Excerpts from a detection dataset
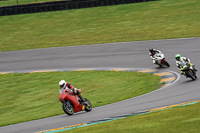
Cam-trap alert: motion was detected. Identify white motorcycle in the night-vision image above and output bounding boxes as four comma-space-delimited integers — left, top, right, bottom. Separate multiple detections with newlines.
154, 53, 170, 67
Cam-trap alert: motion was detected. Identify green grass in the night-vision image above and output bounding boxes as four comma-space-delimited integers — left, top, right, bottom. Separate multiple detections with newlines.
0, 71, 162, 126
62, 103, 200, 133
0, 0, 200, 51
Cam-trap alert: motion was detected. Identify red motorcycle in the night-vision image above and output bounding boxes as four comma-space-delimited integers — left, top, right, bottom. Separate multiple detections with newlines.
59, 89, 92, 115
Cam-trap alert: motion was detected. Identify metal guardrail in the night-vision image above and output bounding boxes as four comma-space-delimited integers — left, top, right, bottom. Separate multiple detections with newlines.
0, 0, 156, 16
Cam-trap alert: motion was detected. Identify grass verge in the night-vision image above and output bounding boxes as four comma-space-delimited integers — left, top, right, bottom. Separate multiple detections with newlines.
0, 0, 200, 51
0, 71, 161, 126
62, 103, 200, 133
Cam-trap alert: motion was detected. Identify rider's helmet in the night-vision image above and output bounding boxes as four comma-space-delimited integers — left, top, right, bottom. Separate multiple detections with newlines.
59, 80, 66, 89
175, 54, 181, 61
149, 48, 157, 56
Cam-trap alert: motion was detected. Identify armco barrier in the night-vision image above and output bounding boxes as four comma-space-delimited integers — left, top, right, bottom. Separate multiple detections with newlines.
0, 0, 156, 16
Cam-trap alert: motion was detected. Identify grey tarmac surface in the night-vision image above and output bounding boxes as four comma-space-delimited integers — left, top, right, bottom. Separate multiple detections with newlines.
0, 38, 200, 133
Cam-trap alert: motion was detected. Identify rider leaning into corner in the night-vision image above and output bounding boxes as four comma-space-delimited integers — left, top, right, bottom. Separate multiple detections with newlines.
175, 54, 197, 75
59, 80, 84, 104
149, 48, 162, 64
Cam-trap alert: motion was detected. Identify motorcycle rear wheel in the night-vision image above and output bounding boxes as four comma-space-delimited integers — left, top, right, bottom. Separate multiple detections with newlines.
187, 71, 196, 80
84, 98, 92, 112
62, 102, 74, 115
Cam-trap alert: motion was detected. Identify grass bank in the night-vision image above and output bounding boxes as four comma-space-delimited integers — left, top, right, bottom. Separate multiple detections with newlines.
62, 103, 200, 133
0, 0, 200, 51
0, 71, 161, 126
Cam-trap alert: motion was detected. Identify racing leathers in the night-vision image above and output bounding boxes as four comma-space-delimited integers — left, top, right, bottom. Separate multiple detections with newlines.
60, 83, 84, 104
149, 49, 162, 64
176, 57, 197, 75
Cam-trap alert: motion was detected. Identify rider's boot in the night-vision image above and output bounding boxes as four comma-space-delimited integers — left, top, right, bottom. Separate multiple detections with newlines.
78, 95, 85, 105
192, 64, 198, 72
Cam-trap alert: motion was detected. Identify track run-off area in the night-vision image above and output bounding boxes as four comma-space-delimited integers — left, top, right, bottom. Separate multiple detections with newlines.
0, 38, 200, 133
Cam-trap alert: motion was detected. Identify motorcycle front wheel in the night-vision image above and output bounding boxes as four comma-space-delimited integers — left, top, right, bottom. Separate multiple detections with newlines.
84, 98, 92, 112
187, 71, 196, 80
164, 61, 170, 67
62, 101, 74, 115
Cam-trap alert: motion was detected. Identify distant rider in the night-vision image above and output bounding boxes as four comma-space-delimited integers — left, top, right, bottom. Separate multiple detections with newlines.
175, 54, 197, 75
59, 80, 84, 104
149, 48, 162, 64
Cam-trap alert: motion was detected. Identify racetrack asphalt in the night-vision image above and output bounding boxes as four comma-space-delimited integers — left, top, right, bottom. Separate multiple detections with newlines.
0, 38, 200, 133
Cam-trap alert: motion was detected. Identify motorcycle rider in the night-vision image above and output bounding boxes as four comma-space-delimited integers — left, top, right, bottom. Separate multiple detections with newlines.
59, 80, 85, 104
149, 48, 162, 64
175, 54, 197, 75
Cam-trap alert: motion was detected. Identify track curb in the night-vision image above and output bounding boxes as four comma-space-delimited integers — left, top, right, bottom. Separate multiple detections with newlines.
0, 67, 178, 133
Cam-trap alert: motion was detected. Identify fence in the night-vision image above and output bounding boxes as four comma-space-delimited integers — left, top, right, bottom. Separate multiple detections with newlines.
0, 0, 155, 16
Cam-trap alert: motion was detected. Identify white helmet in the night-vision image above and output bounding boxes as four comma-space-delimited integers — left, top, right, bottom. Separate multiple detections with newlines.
59, 80, 66, 89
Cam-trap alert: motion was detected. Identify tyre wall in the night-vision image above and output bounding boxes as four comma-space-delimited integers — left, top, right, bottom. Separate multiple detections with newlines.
0, 0, 155, 16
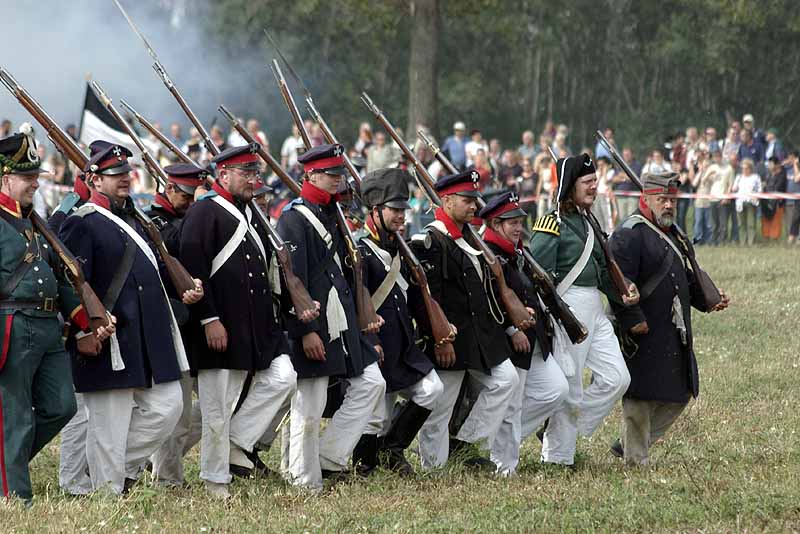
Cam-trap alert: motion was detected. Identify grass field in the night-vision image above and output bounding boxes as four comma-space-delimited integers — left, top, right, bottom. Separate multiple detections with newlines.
0, 247, 800, 533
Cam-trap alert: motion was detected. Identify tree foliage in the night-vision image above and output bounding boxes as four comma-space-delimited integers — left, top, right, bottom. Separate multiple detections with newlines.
207, 0, 800, 154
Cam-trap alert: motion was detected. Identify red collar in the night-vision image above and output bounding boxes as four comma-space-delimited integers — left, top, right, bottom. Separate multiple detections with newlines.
300, 180, 336, 206
155, 193, 178, 217
211, 182, 236, 204
433, 208, 464, 239
0, 193, 22, 218
483, 226, 517, 257
72, 176, 92, 202
89, 190, 111, 210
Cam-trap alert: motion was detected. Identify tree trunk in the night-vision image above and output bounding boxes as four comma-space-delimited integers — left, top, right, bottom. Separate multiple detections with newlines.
406, 0, 439, 141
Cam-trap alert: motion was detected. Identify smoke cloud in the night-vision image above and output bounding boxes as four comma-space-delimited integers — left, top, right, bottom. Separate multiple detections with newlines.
0, 0, 288, 148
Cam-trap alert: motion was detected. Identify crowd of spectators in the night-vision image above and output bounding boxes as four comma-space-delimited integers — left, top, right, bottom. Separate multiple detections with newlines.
0, 114, 800, 245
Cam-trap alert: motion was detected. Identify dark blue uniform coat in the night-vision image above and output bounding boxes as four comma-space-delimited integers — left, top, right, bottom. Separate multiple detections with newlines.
610, 212, 706, 402
278, 199, 378, 378
60, 201, 181, 393
359, 237, 433, 393
180, 191, 289, 371
411, 228, 513, 374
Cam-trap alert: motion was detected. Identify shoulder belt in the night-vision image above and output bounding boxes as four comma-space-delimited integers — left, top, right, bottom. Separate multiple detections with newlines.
56, 191, 81, 215
532, 213, 561, 236
72, 202, 97, 217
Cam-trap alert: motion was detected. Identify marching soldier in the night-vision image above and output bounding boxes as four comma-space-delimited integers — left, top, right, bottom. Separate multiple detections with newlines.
61, 143, 203, 494
278, 145, 386, 490
530, 154, 635, 465
611, 173, 728, 464
147, 163, 209, 486
412, 171, 519, 469
180, 144, 304, 498
353, 169, 444, 474
478, 191, 569, 476
0, 125, 113, 503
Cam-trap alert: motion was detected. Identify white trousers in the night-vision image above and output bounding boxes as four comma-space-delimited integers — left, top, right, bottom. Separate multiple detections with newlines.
83, 380, 183, 494
58, 393, 92, 495
150, 371, 199, 486
491, 352, 569, 476
289, 363, 386, 490
364, 369, 444, 436
542, 286, 631, 465
197, 354, 297, 484
418, 360, 519, 469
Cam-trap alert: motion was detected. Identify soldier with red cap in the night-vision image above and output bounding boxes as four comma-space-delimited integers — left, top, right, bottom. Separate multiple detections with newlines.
180, 144, 304, 498
60, 141, 203, 493
278, 145, 386, 490
412, 170, 519, 469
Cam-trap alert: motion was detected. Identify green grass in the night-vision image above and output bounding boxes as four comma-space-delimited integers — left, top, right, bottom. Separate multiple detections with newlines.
0, 246, 800, 533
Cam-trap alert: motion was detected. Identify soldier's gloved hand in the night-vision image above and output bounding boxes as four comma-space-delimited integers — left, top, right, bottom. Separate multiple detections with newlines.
711, 289, 731, 311
77, 334, 103, 356
205, 319, 228, 352
364, 315, 386, 334
298, 300, 319, 323
631, 321, 650, 336
622, 282, 639, 306
181, 278, 203, 304
511, 330, 531, 354
433, 343, 456, 369
303, 332, 325, 362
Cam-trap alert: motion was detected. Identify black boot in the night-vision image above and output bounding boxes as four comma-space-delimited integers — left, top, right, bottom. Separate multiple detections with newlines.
353, 434, 378, 477
378, 401, 431, 475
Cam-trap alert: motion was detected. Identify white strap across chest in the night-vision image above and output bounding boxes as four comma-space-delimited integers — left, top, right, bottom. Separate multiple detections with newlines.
90, 203, 189, 372
428, 220, 483, 280
556, 220, 594, 297
209, 195, 267, 278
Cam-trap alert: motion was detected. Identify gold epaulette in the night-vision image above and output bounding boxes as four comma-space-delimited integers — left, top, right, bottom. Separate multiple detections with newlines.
533, 213, 561, 235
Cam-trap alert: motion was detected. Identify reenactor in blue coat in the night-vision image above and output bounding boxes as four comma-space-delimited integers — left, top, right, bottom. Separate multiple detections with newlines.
146, 163, 210, 486
180, 144, 304, 498
60, 143, 203, 493
412, 171, 519, 469
0, 124, 112, 502
278, 145, 386, 490
611, 173, 728, 464
478, 191, 569, 476
530, 154, 636, 466
353, 169, 444, 474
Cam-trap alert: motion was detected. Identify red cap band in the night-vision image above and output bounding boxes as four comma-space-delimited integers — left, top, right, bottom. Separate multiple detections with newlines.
303, 156, 344, 172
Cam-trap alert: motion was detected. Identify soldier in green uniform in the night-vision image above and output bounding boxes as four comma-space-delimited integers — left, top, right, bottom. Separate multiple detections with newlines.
0, 124, 112, 503
530, 154, 637, 465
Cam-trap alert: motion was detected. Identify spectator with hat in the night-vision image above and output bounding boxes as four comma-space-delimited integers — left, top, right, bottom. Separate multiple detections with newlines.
278, 144, 386, 491
441, 121, 467, 170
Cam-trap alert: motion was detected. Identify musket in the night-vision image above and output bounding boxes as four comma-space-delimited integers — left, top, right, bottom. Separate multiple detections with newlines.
417, 130, 589, 344
119, 98, 200, 167
219, 106, 315, 317
300, 91, 456, 343
0, 67, 109, 333
114, 0, 316, 317
361, 93, 534, 336
547, 147, 634, 300
90, 81, 195, 295
272, 60, 379, 331
596, 130, 722, 310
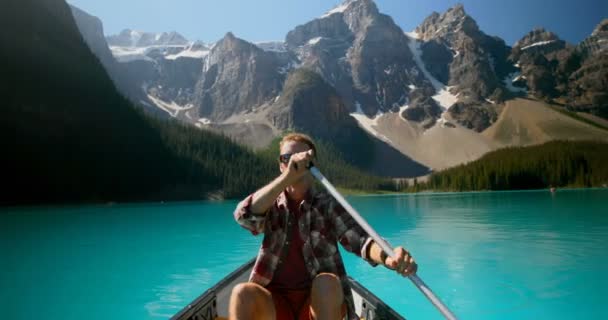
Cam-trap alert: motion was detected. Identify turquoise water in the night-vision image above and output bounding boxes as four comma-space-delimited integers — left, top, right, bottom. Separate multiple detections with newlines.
0, 190, 608, 320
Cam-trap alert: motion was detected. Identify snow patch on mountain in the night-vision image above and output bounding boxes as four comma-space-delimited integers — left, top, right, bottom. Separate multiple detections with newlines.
165, 48, 209, 60
148, 94, 194, 118
405, 32, 458, 110
521, 40, 555, 50
503, 71, 528, 93
308, 37, 323, 46
321, 0, 353, 19
255, 41, 287, 52
350, 101, 392, 144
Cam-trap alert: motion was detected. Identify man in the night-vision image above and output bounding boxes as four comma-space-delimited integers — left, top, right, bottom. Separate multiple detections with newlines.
229, 133, 417, 320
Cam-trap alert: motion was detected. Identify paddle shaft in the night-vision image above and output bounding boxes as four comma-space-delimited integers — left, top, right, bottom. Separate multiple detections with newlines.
310, 166, 456, 320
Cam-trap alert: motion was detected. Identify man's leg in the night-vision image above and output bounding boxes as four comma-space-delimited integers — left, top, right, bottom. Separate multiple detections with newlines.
228, 282, 276, 320
310, 273, 344, 320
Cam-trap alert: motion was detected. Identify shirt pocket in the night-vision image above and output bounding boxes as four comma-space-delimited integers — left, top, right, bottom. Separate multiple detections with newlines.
310, 230, 338, 259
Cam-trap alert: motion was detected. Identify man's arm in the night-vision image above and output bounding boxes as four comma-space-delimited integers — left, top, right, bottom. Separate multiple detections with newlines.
251, 150, 313, 213
251, 172, 289, 214
329, 200, 418, 276
368, 241, 418, 276
234, 152, 312, 235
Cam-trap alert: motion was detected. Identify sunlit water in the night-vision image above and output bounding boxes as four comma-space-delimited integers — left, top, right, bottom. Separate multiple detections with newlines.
0, 190, 608, 320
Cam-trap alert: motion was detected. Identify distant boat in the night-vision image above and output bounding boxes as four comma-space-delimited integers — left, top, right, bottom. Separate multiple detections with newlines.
171, 259, 405, 320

_SET EXERCISE_
Rewrite the lines from the one containing "Cam-trap alert: motion was detected. Identify distant boat" through the last line, both inclusive, and keep the requests unchanged. In the answers, scale every bounding-box coordinate by 1.55 and round it to a whole number, with halves rounded up.

_CORRECT RESPONSE_
Cam-trap alert: motion was detected. Identify distant boat in the night-vision image above and output bounding boxes as four comma-space-delimited integers — left, top, right, bottom. Separate multiple detections with newlines.
265, 401, 628, 496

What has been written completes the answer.